PROBLEM DESCRIPTION:
In the data below, find the line with "Target = girl walking a bicycle" and the line with "Query: pink suitcase", then restate both and every line between them exactly, minus the pictures.

• • • • • • •

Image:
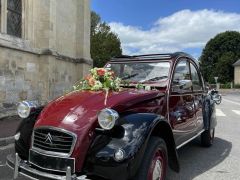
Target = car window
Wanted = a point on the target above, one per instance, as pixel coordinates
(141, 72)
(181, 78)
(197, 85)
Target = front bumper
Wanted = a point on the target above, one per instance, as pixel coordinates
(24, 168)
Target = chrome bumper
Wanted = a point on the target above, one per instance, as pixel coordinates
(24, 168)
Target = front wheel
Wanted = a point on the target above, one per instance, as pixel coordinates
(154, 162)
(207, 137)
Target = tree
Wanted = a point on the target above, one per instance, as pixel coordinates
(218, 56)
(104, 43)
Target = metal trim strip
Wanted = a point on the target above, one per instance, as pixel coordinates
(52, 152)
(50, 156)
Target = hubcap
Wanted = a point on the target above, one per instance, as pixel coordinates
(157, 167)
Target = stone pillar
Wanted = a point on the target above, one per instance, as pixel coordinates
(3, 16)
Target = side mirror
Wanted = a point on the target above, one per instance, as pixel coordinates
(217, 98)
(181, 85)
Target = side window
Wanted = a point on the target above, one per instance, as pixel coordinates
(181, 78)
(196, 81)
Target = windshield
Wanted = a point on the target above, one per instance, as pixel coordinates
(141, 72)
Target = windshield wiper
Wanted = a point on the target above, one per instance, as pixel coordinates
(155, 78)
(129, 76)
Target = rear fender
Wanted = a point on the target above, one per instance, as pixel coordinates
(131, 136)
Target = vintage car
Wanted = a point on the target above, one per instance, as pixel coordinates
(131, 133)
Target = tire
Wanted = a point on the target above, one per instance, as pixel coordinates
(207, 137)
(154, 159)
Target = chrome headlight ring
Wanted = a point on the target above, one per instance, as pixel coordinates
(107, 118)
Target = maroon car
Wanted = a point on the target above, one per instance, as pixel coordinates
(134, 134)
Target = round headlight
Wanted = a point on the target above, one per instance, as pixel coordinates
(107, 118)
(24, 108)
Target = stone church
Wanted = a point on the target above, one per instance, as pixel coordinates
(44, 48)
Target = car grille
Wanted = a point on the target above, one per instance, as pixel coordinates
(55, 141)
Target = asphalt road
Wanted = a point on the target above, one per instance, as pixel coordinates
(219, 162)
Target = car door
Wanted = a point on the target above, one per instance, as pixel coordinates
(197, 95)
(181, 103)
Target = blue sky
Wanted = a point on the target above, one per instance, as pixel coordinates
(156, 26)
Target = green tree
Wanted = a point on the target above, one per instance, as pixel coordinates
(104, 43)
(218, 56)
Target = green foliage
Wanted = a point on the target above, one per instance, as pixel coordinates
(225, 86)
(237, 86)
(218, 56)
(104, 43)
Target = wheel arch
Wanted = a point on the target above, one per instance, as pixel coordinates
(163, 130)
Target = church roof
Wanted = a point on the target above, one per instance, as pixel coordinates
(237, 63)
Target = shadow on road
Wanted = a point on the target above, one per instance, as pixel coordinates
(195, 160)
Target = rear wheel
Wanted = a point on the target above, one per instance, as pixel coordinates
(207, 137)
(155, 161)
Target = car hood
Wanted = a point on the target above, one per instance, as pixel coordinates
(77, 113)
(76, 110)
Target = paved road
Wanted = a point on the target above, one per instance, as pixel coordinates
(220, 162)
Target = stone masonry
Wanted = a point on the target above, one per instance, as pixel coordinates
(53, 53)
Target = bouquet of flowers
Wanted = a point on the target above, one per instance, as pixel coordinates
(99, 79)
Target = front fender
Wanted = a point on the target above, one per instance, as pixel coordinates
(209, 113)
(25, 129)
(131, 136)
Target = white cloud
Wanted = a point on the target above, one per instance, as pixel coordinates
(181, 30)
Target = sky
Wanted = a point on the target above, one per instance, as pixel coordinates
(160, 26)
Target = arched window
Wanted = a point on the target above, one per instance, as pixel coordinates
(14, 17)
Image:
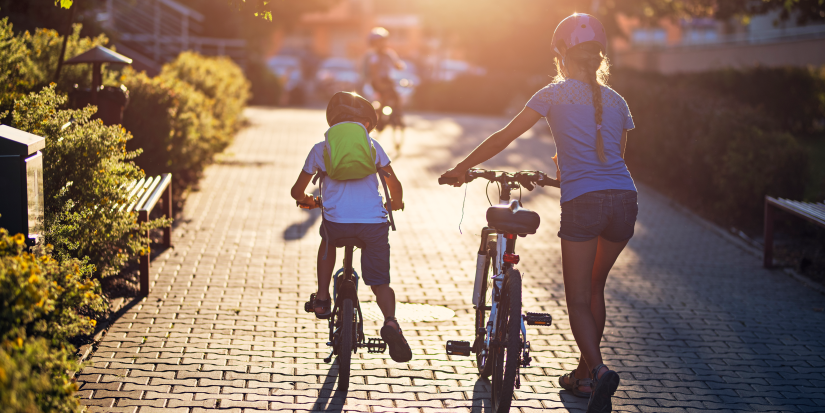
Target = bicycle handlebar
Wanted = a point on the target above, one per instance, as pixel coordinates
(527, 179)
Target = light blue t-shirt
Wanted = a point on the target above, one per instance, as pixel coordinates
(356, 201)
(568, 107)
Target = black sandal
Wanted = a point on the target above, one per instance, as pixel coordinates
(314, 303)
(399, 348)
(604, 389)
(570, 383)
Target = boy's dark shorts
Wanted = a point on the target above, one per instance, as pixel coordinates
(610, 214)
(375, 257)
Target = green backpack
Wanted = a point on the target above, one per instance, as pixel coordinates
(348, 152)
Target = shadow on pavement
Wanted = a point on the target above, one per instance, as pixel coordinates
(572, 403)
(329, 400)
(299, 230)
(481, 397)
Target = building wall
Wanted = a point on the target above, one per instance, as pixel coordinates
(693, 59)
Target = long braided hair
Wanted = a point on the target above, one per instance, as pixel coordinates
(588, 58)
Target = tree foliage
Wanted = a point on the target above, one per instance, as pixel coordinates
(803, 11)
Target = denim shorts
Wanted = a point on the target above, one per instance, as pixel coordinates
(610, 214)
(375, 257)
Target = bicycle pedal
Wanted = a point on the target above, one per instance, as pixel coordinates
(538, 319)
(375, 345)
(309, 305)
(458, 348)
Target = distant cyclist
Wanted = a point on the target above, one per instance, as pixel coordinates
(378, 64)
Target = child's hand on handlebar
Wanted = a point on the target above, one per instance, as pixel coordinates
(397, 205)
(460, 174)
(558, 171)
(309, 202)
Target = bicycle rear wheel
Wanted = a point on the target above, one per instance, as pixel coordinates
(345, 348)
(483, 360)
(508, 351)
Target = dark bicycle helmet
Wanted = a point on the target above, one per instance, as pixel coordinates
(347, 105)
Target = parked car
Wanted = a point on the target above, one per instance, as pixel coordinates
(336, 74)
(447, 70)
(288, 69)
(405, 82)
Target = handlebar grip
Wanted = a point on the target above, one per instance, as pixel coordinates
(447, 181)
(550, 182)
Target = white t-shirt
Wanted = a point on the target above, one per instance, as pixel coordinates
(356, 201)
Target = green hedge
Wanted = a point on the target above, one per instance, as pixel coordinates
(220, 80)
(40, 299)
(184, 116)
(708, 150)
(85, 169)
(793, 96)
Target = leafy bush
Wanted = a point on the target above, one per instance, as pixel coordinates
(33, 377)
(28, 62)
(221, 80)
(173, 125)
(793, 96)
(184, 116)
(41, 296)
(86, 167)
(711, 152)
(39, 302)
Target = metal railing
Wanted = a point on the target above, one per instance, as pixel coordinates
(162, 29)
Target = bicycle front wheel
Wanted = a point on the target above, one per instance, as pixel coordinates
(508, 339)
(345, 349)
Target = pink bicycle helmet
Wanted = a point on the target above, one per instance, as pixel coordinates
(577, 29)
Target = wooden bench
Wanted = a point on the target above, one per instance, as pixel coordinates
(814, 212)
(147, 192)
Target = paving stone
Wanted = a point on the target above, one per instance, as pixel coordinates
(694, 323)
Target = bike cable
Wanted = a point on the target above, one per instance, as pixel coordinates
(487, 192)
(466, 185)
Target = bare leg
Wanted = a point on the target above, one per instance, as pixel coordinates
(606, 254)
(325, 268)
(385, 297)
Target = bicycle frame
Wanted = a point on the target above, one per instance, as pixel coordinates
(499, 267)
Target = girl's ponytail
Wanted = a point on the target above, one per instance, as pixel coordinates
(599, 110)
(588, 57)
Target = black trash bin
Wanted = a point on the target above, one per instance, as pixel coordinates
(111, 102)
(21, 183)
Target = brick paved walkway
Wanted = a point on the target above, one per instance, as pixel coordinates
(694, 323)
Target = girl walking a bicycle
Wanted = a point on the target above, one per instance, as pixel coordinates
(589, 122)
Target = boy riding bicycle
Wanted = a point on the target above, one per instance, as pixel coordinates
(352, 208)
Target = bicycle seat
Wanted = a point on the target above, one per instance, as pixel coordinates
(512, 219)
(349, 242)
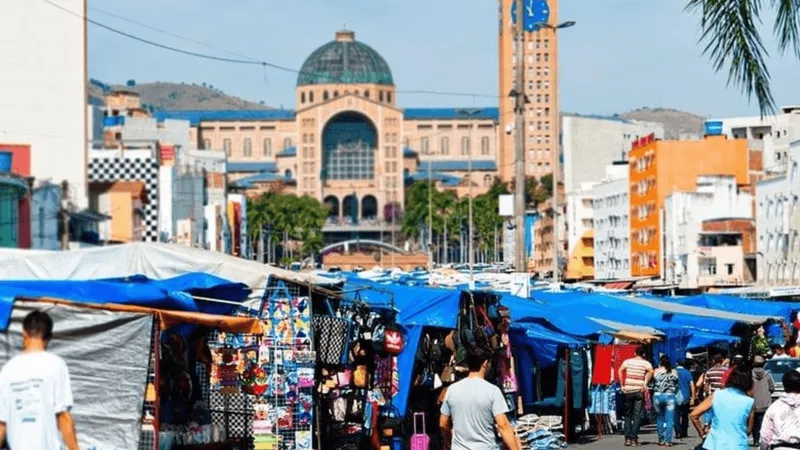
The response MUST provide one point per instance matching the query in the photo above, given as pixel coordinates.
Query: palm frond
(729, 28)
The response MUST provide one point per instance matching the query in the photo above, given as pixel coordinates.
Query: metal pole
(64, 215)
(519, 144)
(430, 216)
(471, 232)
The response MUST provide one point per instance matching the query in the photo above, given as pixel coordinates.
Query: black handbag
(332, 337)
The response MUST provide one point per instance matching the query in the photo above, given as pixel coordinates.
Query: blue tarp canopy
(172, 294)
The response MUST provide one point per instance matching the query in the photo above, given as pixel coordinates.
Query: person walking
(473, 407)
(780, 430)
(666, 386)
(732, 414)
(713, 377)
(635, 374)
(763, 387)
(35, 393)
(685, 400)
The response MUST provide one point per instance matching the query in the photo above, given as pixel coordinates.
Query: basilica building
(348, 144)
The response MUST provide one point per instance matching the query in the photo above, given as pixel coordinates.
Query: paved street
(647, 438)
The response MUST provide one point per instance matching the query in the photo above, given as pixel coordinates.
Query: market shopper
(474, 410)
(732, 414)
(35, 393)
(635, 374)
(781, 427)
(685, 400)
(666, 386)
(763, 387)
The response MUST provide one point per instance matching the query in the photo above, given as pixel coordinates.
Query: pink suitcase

• • • • • • •

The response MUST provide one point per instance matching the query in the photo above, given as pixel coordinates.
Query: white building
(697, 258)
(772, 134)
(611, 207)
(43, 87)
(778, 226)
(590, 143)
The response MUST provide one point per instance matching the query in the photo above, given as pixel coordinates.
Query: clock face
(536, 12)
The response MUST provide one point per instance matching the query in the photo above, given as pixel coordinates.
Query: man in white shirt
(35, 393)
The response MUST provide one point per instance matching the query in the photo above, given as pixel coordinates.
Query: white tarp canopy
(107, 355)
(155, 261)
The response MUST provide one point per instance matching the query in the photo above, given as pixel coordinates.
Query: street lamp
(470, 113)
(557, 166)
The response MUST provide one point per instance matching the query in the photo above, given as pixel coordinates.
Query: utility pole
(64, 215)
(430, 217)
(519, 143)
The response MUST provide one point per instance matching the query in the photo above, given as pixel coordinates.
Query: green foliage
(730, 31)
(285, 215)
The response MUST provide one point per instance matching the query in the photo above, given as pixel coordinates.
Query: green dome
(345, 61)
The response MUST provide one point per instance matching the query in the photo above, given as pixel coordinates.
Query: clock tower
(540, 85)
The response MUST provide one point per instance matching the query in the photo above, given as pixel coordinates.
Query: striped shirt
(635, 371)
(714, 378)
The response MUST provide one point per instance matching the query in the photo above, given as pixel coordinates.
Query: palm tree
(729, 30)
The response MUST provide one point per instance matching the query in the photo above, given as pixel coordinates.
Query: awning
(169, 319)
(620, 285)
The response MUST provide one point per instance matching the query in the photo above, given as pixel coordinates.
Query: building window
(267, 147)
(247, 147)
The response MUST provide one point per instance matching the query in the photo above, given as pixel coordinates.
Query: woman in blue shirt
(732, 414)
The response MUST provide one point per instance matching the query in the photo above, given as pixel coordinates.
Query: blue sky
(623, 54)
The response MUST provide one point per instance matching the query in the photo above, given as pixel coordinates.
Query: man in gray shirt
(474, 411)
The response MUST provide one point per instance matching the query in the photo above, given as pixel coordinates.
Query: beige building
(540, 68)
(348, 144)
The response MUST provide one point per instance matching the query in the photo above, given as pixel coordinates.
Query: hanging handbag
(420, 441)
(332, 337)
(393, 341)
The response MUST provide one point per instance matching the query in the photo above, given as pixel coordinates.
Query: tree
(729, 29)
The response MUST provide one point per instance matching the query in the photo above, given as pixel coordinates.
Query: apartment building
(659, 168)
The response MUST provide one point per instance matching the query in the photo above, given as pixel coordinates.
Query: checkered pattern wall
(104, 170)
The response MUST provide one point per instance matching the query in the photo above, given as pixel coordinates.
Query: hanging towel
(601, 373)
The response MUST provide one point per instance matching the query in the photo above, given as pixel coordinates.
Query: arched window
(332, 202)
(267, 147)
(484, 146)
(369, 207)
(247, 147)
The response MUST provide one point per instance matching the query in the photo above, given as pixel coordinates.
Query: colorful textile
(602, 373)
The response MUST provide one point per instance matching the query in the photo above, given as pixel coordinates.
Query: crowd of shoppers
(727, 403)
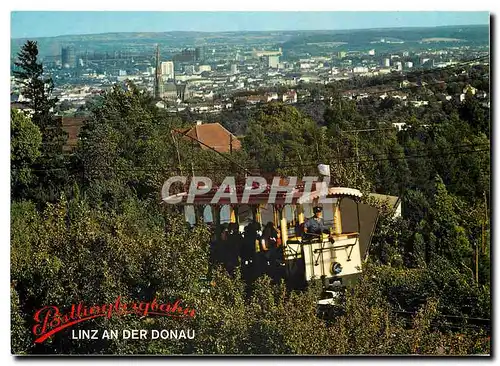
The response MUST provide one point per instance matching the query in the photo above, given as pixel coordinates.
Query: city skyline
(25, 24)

• • • • • • •

EXERCISE SOLUTION:
Target = girl walking a bicycle
Wanted = a point on the target above, one per instance, as pixel coordinates
(589, 122)
Target = boy riding bicycle
Wanted = a point on the target above, one per instance, as pixel coordinates
(352, 208)
Target = bicycle seat
Wanted = a point on the target above, one per instance, as pixel coordinates
(512, 219)
(349, 242)
The response MUST provide one point per instance matching the query in the photo above, given as pixel coordinates.
Query: palm frond
(729, 28)
The response MUST provide one point per instance matching the query in the photo above, given as pixel coordinates.
Query: metal pole
(64, 215)
(519, 144)
(430, 216)
(471, 232)
The response MUST provide one point per instance matching the query in the photo above, given as pixel coordinates.
Query: black handbag
(332, 337)
The response MUST provide one point per instance matching the query in the photo above, given as pixel coordinates.
Query: blue tarp canopy
(172, 294)
The response MUST provide one point per instance matching the query in the photo above, given as pixel coordinates.
Query: person walking
(473, 407)
(780, 430)
(666, 386)
(732, 414)
(713, 377)
(635, 374)
(763, 387)
(35, 393)
(685, 400)
The response MUST provide one point per instance matching the query in the photo above, given as pixel coordinates.
Query: basilica building
(348, 144)
The response MUST provide one point per instance matching the query in the photo above, given as pixel coordinates.
Query: paved street
(647, 438)
The response MUST provide one point per instance matching the query in the photo above, given as pixel coordinates.
Query: market shopper
(474, 410)
(732, 414)
(35, 393)
(635, 374)
(781, 427)
(685, 400)
(666, 386)
(763, 387)
The response MUST provide one point per instance matching the query in the photo above, given as pixel coordinates.
Query: pink suitcase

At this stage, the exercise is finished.